PROMPT
State how many lines in the records below include the string "tree"; answer with the number alone.

··· STORED DATA

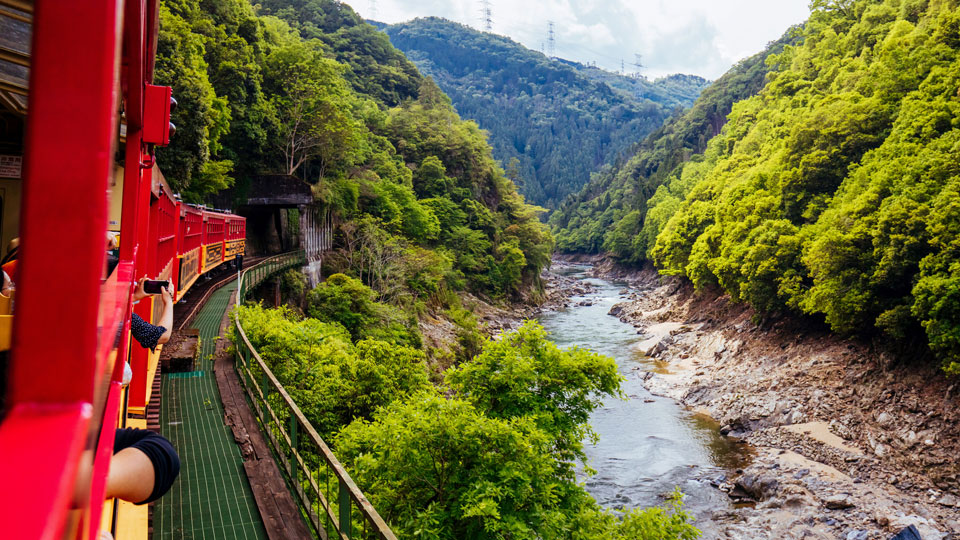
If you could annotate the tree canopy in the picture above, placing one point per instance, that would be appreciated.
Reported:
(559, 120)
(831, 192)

······
··· STORED DATA

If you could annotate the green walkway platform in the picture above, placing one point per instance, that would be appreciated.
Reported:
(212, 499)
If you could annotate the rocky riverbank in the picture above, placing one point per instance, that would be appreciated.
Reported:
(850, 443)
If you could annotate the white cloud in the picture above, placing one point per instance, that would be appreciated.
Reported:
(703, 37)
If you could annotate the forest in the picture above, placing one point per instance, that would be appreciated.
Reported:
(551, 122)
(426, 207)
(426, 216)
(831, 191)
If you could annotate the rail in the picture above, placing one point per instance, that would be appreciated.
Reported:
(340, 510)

······
··· STORED DATA

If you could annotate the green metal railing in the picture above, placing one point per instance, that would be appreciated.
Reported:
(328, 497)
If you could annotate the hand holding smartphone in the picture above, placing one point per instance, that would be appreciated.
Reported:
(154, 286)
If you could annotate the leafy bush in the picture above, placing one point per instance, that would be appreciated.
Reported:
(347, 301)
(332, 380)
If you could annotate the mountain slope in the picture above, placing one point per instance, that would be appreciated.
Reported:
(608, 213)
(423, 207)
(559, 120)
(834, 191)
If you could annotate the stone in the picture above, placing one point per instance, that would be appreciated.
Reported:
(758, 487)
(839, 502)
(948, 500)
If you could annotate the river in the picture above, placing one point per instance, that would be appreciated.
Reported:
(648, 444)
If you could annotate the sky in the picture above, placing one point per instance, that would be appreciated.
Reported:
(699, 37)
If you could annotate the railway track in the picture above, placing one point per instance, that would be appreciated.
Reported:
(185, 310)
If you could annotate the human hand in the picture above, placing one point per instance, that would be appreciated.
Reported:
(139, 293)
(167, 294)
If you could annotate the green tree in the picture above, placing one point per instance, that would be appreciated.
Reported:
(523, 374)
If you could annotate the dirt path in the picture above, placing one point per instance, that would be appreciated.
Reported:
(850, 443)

······

EXERCISE RESULT
2